ENTRIES SUPPLIED.
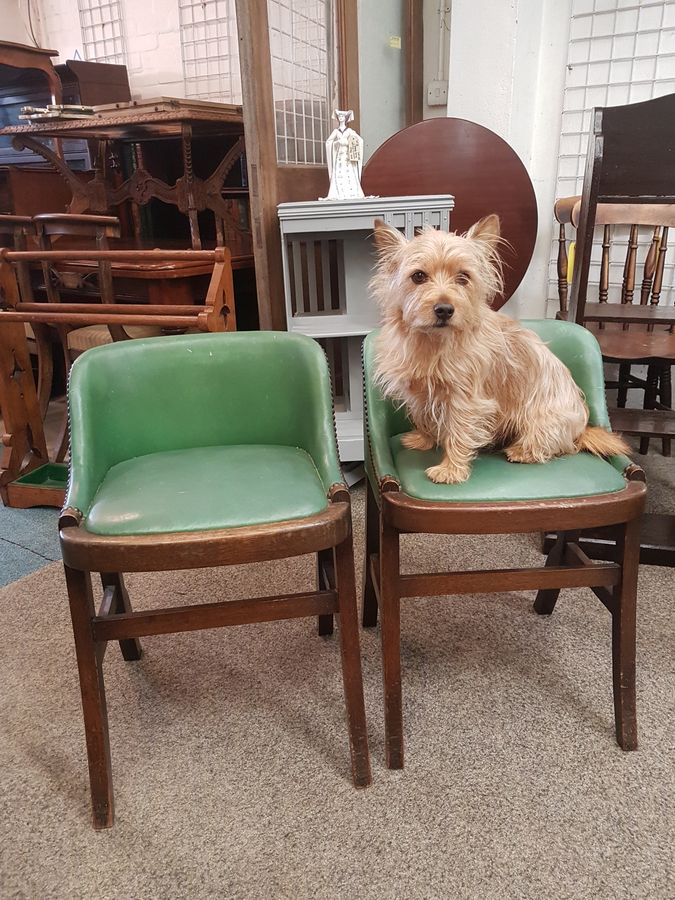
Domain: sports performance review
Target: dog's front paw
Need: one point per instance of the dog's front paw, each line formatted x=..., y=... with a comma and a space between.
x=415, y=440
x=448, y=473
x=517, y=453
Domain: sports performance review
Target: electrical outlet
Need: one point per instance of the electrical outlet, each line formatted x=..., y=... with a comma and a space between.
x=437, y=93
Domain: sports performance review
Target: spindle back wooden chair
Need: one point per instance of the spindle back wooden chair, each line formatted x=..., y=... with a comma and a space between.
x=629, y=179
x=15, y=232
x=642, y=281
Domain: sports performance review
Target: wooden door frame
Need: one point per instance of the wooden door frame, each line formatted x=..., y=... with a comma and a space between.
x=269, y=183
x=413, y=44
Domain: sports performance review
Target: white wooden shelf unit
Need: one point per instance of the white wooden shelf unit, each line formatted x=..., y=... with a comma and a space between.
x=328, y=259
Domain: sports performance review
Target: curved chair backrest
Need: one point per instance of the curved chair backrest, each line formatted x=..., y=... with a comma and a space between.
x=573, y=345
x=134, y=398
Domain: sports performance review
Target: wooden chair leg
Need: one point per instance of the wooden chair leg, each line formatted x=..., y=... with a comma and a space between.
x=624, y=379
x=666, y=398
x=325, y=579
x=89, y=663
x=130, y=647
x=623, y=637
x=351, y=662
x=390, y=616
x=372, y=549
x=651, y=393
x=545, y=601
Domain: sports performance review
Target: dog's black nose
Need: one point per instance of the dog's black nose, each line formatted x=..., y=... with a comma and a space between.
x=444, y=311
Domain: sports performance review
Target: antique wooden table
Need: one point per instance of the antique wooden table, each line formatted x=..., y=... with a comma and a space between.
x=136, y=123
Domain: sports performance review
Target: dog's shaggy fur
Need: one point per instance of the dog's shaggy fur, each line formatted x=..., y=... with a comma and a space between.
x=470, y=377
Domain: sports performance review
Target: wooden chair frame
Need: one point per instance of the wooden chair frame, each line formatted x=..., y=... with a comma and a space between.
x=656, y=418
x=392, y=513
x=24, y=447
x=328, y=534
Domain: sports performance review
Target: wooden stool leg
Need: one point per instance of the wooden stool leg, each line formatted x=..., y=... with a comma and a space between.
x=623, y=637
x=89, y=662
x=390, y=616
x=545, y=601
x=372, y=549
x=130, y=647
x=351, y=663
x=624, y=379
x=651, y=393
x=666, y=397
x=325, y=580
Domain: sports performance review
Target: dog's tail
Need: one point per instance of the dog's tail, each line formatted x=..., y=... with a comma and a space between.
x=601, y=442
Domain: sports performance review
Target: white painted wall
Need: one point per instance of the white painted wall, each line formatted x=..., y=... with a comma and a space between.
x=381, y=72
x=431, y=51
x=14, y=22
x=507, y=72
x=152, y=38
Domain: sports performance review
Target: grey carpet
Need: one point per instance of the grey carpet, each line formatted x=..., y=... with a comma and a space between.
x=28, y=541
x=230, y=753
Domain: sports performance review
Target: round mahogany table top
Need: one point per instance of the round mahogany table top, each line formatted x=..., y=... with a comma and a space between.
x=481, y=171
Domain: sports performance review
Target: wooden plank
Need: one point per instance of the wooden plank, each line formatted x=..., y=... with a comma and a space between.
x=629, y=312
x=651, y=422
x=437, y=584
x=261, y=159
x=213, y=615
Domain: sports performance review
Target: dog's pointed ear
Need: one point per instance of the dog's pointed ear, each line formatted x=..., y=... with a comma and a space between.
x=387, y=239
x=486, y=229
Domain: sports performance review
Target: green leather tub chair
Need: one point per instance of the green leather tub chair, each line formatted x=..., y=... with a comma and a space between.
x=565, y=495
x=195, y=451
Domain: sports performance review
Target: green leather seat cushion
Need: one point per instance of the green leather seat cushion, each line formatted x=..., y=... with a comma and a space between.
x=205, y=488
x=494, y=478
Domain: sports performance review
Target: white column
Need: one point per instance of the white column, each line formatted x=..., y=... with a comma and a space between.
x=507, y=72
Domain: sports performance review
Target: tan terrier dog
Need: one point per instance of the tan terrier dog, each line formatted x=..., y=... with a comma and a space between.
x=470, y=377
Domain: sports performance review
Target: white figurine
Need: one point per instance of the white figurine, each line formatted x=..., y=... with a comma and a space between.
x=344, y=157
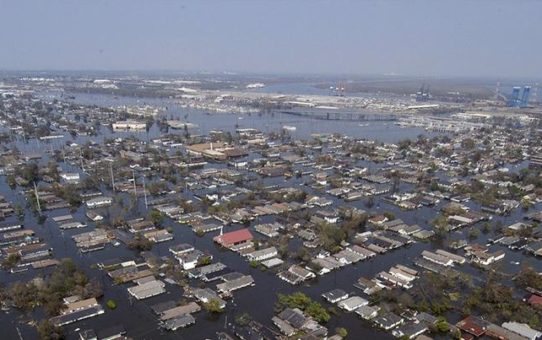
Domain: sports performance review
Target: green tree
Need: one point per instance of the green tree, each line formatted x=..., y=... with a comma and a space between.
x=213, y=306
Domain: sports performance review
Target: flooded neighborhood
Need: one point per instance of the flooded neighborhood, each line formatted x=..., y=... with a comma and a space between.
x=243, y=216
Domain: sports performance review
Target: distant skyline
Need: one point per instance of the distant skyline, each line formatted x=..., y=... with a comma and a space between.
x=415, y=37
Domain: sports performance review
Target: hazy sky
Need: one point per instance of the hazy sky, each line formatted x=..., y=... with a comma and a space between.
x=411, y=37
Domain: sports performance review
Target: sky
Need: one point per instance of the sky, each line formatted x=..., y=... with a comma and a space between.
x=412, y=37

WHAT IS REQUIRED. Give the items from their first line through the line containing "x=134, y=398", both included, as a Markdown table with the columns Row and Line: one numbered row per line, blank lines skipped and pictures left out.

FULL OUTPUT.
| Row | Line |
|---|---|
| 1 | Domain: sports performance review |
| 2 | Target: dog's front paw |
| 3 | Need: one point per instance of the dog's front paw, each line formatted x=..., y=... with a comma and a space between. |
| 4 | x=415, y=440 |
| 5 | x=448, y=473 |
| 6 | x=517, y=453 |
| 7 | Domain: sports performance review |
| 8 | Target: electrical outlet |
| 9 | Need: one point per instance of the electrical outlet, each line formatted x=..., y=... with a comma and a space between. |
| 10 | x=437, y=93 |
| 11 | Domain: sports performance review |
| 12 | Target: spindle back wooden chair |
| 13 | Need: one point per instance of the spindle back wooden chair, each line formatted x=..., y=... with a comma and a space between. |
| 14 | x=629, y=179 |
| 15 | x=15, y=232 |
| 16 | x=642, y=281 |
| 17 | Domain: sports performance review |
| 18 | Target: wooden door frame |
| 19 | Need: one point per instance of the wooden door frame, each line formatted x=..., y=... with a comma and a space between. |
| 20 | x=269, y=183 |
| 21 | x=413, y=44 |
| 22 | Domain: sports performance review |
| 23 | Target: white wooden shelf unit |
| 24 | Need: one point per instance of the white wooden shelf unit, each line formatted x=..., y=... with a comma and a space between. |
| 25 | x=328, y=259 |
| 26 | Domain: sports performance review |
| 27 | Target: curved chair backrest |
| 28 | Need: one point per instance of the curved chair backrest, each line formatted x=..., y=... with a comma and a space between. |
| 29 | x=573, y=345 |
| 30 | x=134, y=398 |